Search the material for the string "below", then show every line where it turns up.

**Entries shown**

Start of Block

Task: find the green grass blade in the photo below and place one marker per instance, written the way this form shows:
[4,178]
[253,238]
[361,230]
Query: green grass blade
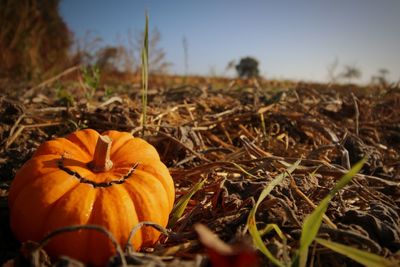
[313,221]
[180,206]
[251,220]
[363,257]
[145,74]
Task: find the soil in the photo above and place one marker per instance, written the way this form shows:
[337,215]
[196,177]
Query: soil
[238,135]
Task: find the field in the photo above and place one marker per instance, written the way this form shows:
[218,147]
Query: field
[224,142]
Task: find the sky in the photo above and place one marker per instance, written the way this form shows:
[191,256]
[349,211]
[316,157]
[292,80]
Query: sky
[295,39]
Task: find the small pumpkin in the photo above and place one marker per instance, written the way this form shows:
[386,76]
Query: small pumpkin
[113,180]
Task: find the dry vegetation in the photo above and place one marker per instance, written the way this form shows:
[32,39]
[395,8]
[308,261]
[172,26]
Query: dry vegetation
[237,135]
[224,141]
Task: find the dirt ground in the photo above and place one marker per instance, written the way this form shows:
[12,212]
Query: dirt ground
[238,136]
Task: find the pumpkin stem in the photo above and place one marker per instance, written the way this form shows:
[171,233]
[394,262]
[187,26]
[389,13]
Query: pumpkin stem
[101,159]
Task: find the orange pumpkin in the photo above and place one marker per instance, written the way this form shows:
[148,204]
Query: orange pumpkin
[113,180]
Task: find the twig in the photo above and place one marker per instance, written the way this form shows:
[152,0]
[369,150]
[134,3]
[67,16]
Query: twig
[74,228]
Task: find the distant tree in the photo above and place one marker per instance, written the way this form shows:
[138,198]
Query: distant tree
[332,71]
[381,77]
[351,72]
[247,67]
[33,38]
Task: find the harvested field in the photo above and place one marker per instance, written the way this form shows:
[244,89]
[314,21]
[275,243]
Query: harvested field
[234,137]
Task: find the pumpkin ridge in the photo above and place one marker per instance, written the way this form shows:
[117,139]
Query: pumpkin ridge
[50,210]
[61,166]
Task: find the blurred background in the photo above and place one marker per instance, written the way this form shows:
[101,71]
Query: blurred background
[354,41]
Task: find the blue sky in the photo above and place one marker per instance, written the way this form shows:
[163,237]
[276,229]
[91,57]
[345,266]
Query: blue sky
[295,39]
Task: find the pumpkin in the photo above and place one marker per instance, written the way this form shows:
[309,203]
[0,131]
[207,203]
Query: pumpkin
[113,180]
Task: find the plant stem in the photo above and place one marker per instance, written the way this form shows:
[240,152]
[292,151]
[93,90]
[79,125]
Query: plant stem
[101,158]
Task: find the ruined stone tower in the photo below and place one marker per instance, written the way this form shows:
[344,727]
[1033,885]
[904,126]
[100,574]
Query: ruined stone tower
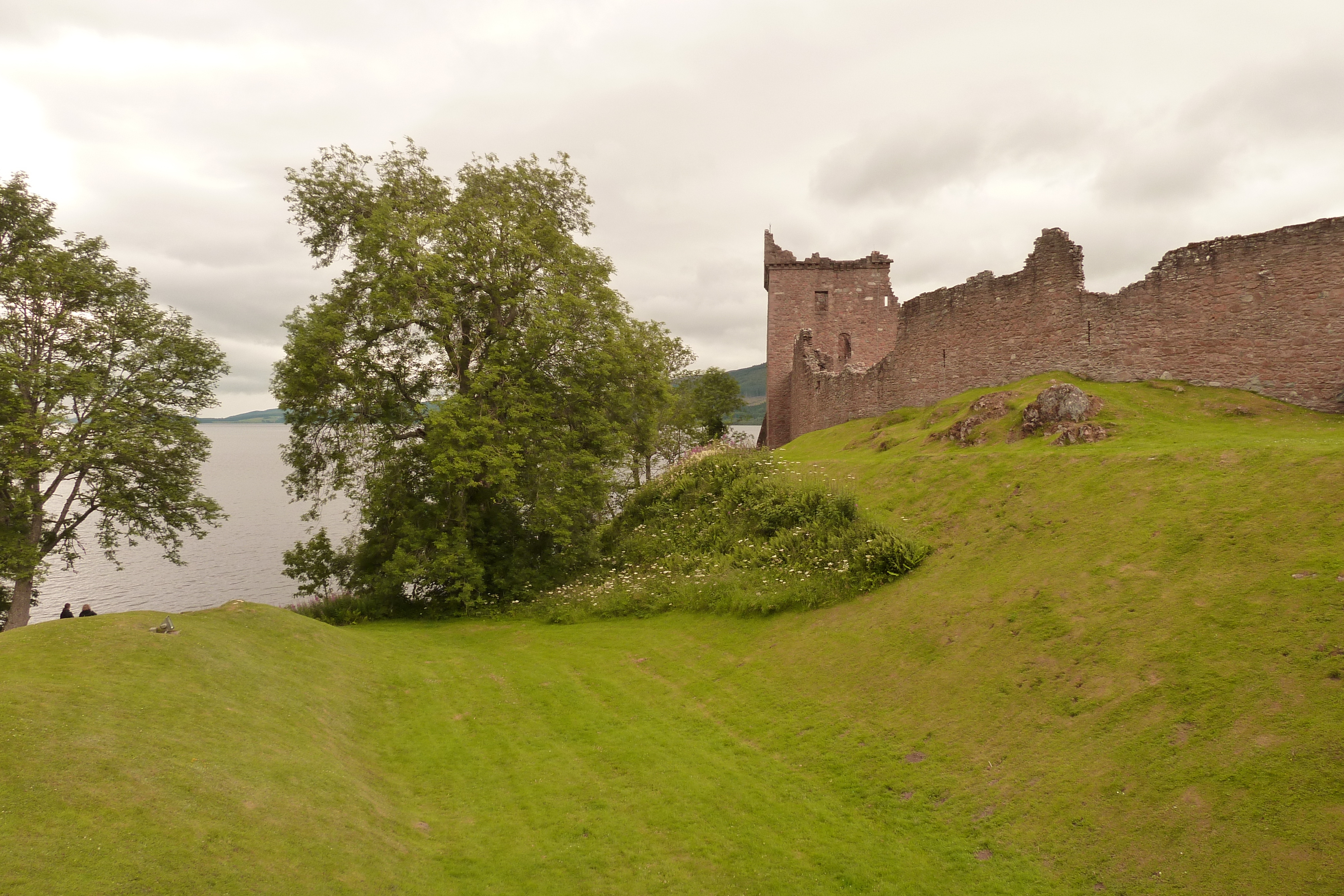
[1263,312]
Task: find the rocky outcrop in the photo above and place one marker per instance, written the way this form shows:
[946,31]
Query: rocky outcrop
[984,409]
[1062,410]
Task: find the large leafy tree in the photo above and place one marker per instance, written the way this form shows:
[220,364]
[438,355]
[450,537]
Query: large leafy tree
[471,381]
[709,398]
[99,389]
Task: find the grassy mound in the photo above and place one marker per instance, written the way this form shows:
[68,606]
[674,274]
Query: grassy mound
[733,532]
[1120,668]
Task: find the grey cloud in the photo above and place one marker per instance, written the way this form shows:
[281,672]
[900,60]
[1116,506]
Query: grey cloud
[946,135]
[929,155]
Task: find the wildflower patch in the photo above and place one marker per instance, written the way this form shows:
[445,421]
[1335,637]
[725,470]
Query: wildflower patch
[734,532]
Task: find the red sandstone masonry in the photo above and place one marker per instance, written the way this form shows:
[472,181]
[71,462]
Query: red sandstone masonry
[1261,312]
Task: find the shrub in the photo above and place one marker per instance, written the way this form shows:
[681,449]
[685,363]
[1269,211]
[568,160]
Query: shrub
[733,532]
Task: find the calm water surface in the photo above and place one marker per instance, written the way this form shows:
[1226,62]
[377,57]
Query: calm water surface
[239,561]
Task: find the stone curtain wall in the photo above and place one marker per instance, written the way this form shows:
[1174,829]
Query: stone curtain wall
[1261,312]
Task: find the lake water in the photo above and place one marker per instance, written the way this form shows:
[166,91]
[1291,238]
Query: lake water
[239,561]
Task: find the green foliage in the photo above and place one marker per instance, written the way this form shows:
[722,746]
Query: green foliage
[471,381]
[318,566]
[1120,672]
[708,399]
[99,389]
[733,532]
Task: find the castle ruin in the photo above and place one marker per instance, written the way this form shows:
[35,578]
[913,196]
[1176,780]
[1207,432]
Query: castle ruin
[1264,313]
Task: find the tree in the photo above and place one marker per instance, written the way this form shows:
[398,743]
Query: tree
[99,389]
[712,397]
[471,381]
[657,424]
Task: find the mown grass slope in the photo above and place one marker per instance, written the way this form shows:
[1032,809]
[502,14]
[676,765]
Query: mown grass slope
[1107,676]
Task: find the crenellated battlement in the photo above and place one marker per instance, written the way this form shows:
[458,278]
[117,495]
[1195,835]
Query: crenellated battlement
[1263,312]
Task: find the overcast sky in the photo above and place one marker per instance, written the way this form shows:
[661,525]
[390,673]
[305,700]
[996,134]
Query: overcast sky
[947,135]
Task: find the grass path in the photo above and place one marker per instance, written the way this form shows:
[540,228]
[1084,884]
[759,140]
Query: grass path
[1123,667]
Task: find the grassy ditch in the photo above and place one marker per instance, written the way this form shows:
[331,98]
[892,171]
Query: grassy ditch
[736,534]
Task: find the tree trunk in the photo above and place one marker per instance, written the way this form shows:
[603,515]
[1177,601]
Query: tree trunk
[19,609]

End of Block

**Result of the task**
Task: find the green grass blade in the photo below and place one marker per instance, written the way this form shows:
Task: find the ruined stone tower in the photo below and place one marker per instance, written the way this form shows:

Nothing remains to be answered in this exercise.